Going from the line that contains "the white lace" to the last line of the material below, repeat every line exactly.
- - - - - - -
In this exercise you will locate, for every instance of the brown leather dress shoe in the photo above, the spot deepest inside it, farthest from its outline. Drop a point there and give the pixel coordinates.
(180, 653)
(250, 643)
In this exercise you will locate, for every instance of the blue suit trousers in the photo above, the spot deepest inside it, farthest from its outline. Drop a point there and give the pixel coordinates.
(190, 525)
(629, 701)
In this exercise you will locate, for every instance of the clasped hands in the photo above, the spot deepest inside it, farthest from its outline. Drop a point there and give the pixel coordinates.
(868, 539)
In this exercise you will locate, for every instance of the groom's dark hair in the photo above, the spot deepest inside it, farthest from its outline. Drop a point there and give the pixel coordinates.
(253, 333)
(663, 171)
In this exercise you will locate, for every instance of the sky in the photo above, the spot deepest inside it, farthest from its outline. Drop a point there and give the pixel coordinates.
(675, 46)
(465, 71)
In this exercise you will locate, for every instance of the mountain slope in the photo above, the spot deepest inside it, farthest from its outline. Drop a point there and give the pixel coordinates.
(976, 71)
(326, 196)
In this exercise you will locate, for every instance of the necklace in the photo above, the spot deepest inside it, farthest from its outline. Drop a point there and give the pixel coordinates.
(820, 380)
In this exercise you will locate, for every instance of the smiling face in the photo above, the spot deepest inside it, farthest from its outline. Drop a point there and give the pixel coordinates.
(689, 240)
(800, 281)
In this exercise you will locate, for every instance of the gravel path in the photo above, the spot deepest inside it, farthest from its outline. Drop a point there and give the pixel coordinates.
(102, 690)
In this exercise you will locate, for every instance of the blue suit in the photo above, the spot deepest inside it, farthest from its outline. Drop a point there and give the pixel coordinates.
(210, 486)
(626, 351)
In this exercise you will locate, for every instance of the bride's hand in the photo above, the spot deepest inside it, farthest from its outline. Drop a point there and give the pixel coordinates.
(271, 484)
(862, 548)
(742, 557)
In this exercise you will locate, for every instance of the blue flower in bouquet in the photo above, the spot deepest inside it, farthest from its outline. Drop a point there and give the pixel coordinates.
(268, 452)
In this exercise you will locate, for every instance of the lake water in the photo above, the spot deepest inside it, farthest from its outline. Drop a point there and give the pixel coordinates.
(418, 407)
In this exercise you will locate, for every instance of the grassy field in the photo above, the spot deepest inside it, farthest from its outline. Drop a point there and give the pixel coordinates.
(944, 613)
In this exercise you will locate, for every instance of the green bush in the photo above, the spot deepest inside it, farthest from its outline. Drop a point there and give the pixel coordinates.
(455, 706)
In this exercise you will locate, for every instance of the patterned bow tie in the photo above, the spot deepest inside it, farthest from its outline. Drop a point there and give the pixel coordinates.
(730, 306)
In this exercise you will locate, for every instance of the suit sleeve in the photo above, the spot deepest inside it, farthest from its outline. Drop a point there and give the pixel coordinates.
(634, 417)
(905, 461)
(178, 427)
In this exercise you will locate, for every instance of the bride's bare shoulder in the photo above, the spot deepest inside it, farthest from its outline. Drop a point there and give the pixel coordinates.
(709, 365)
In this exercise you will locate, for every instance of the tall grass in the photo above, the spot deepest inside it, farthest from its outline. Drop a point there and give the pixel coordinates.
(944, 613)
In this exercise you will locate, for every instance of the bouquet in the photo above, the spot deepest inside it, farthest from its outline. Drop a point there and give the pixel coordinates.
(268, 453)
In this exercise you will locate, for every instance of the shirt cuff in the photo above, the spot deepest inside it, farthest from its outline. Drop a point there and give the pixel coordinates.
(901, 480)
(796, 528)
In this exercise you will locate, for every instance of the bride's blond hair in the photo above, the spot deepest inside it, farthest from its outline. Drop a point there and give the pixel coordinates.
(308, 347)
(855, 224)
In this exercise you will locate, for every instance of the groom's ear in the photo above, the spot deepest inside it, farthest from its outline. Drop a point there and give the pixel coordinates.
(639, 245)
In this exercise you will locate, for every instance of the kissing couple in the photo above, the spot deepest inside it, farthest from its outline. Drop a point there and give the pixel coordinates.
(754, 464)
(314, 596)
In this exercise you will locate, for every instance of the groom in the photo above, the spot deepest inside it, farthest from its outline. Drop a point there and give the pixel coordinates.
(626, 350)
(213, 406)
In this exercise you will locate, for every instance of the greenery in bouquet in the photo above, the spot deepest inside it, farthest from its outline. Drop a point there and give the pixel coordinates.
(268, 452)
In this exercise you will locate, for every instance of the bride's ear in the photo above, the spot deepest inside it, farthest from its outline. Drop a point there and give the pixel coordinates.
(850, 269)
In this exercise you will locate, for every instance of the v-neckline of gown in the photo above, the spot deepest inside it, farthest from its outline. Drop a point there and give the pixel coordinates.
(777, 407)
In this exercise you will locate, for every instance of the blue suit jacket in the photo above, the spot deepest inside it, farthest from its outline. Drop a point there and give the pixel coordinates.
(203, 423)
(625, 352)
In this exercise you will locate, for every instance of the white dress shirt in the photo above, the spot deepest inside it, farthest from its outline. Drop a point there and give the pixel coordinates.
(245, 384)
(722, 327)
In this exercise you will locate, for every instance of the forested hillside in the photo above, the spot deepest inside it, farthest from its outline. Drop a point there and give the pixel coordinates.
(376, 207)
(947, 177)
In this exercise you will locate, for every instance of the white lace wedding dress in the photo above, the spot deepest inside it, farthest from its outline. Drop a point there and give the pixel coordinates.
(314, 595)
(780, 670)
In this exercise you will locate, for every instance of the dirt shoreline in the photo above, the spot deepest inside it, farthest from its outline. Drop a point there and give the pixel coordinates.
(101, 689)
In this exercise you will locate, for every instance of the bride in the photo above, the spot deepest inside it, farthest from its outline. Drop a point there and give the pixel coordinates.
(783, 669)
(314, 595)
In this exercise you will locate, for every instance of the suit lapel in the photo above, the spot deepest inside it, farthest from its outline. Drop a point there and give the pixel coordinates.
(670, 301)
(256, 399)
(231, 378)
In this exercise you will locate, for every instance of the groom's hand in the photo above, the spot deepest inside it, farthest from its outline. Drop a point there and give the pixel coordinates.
- - - - - - -
__Solved problem__:
In this exercise you will locate, for every instance of the white lace wedding dress in the photo above, the spot deepest inside it, farthest from its outline. Drop a point there and give the pixel coordinates.
(314, 595)
(780, 670)
In this exercise you will locate, for every instance of the dirt shoreline in the photo above, the spot deepest inside it, farthest from its outline. Drop a point there and give the pixel coordinates.
(101, 689)
In this exercise you will locate, for every instance of the bride in the photo above, the spot deepest inside it, farthest from its outline. Drop a point there and give the pixel coordinates.
(783, 669)
(314, 595)
In this exercise you will locate, for every instance of the suit lapel in the photo above, the spot deepest inside it, farthest from its outline. Drop a point there and give the pixel coordinates.
(670, 301)
(256, 399)
(231, 378)
In this exercise you will locate, for every instance of the groom's hand in the photo above, the spot deepest inside it, farthest from its outline. Drop a point there and give the pixel coordinates.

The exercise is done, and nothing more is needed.